# [WORK INSTRUCTIONS]
• a. In the wildfire smoke article, translate this sentence into Spanish: "Smoke particles are smaller than what a normal surgical mask will keep out."
• b. Reproduce the stretch of the wildfire smoke article from "As smoke drifts" through "during the fires." word for word.

# [SELECTED PASSAGE]
%%

RALEIGH, N.C. (WNCN/AP) – Smoke pouring from the mountain wildfires in the North Carolina mountains is affecting the air quality across the state, according to the EPA.
Forecasts show a large swath of Western North Carolina’s air is deemed “unhealthy” while other parts are considered “unsafe for sensitive groups.”
An “unhealthy” forecast means everyone could begin to feel the effects of the air quality.
As smoke drifts towards highly populated areas like Charlotte, many may turn to masks to protect themselves from the poor air quality.
In Macon County, North Carolina, special health masks were being made available to help with the smoke during the fires.
Emergency Management Director Warren Cabe said they’re distributing N95-rated masks as regular surgical masks don’t provide adequate protection from smoke particles.
Smoke particles are smaller than what a normal surgical mask will keep out.
Certain N95-rated masks can keep out not only smoke particles but also 95 percent of infectious particles, the CDC said.
To keep smoke out, an N95-rated mask must keep out particles that are 2.5 microns in diameter. The mask’s label will indicate how effective it is against certain-sized particles.
Smoke, combustible materials and metals are 2.5 microns in diameter. The average human hair is 30 times that size in diameter, according to the EPA.
N99-rated masks are available that protect against object 0.3 microns in diameter.

%%

# [MATERIAL SHOWN]
%%

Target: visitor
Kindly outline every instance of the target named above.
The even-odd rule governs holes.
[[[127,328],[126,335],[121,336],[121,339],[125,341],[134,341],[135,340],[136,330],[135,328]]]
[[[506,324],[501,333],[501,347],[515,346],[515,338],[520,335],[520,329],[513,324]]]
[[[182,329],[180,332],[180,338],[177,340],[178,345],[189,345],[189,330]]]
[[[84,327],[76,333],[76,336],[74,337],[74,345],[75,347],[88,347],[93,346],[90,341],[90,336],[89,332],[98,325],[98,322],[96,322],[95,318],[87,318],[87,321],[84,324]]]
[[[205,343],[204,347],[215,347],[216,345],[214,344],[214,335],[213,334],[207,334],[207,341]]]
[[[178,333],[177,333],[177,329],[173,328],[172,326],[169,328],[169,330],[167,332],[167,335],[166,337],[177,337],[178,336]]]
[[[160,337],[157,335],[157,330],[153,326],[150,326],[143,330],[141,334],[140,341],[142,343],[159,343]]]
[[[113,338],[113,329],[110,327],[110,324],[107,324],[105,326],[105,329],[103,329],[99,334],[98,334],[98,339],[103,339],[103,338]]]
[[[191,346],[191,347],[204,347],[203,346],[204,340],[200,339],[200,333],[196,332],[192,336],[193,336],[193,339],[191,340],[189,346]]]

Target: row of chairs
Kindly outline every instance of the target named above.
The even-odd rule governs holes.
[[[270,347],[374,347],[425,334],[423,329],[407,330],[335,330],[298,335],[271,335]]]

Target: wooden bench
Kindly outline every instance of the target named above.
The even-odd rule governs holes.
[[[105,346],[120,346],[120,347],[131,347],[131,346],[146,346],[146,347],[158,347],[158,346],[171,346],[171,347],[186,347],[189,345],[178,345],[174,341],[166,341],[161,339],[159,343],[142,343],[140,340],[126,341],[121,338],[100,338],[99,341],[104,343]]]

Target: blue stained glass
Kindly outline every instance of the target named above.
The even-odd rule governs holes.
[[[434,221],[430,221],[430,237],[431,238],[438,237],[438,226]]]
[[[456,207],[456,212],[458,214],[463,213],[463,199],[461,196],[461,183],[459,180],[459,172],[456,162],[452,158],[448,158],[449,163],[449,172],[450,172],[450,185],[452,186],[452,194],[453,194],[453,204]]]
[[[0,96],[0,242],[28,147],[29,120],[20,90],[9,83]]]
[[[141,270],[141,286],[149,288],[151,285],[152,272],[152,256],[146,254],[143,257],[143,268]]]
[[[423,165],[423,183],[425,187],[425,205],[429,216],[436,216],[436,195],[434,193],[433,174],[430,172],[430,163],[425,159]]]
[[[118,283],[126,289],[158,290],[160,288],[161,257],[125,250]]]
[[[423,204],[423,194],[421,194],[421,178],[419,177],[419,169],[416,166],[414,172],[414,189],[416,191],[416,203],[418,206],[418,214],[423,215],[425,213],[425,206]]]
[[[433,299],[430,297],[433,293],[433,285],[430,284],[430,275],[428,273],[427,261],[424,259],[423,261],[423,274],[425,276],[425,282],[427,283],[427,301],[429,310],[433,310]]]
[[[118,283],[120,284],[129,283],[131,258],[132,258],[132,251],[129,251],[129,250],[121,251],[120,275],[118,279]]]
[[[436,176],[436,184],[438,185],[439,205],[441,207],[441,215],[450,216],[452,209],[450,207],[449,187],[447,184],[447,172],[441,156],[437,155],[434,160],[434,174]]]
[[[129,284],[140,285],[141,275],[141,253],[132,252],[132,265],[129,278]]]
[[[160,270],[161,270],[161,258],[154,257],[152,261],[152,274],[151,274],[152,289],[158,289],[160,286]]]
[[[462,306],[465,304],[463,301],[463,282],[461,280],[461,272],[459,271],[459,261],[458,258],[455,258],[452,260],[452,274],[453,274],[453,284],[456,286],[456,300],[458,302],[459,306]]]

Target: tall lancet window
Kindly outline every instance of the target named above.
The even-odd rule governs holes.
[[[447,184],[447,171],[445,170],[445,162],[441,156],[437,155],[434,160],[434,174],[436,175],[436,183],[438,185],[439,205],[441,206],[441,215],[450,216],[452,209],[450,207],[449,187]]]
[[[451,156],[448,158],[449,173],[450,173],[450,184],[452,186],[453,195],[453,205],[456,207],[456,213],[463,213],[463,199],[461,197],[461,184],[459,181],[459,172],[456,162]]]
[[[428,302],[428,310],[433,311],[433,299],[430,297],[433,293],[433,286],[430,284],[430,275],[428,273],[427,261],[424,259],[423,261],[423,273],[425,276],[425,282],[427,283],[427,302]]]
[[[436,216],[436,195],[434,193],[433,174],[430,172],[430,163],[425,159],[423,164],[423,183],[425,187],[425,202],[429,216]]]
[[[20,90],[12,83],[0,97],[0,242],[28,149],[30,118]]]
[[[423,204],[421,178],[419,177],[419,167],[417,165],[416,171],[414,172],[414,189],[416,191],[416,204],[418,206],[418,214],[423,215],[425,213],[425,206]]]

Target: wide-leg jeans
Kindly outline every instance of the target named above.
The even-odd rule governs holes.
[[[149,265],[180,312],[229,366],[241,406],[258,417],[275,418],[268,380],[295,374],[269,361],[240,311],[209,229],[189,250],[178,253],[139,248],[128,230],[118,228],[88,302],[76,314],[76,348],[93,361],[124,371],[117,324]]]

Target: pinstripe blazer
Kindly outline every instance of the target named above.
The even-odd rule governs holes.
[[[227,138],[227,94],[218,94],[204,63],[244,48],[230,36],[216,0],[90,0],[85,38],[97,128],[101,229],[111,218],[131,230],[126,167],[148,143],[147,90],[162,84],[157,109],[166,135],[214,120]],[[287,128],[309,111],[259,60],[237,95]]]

%%

# [WRITTEN RESPONSES]
• a. Las partículas de humo son más pequeñas de lo que una mascarilla quirúrgica normal puede bloquear.

• b.
As smoke drifts towards highly populated areas like Charlotte, many may turn to masks to protect themselves from the poor air quality.
In Macon County, North Carolina, special health masks were being made available to help with the smoke during the fires.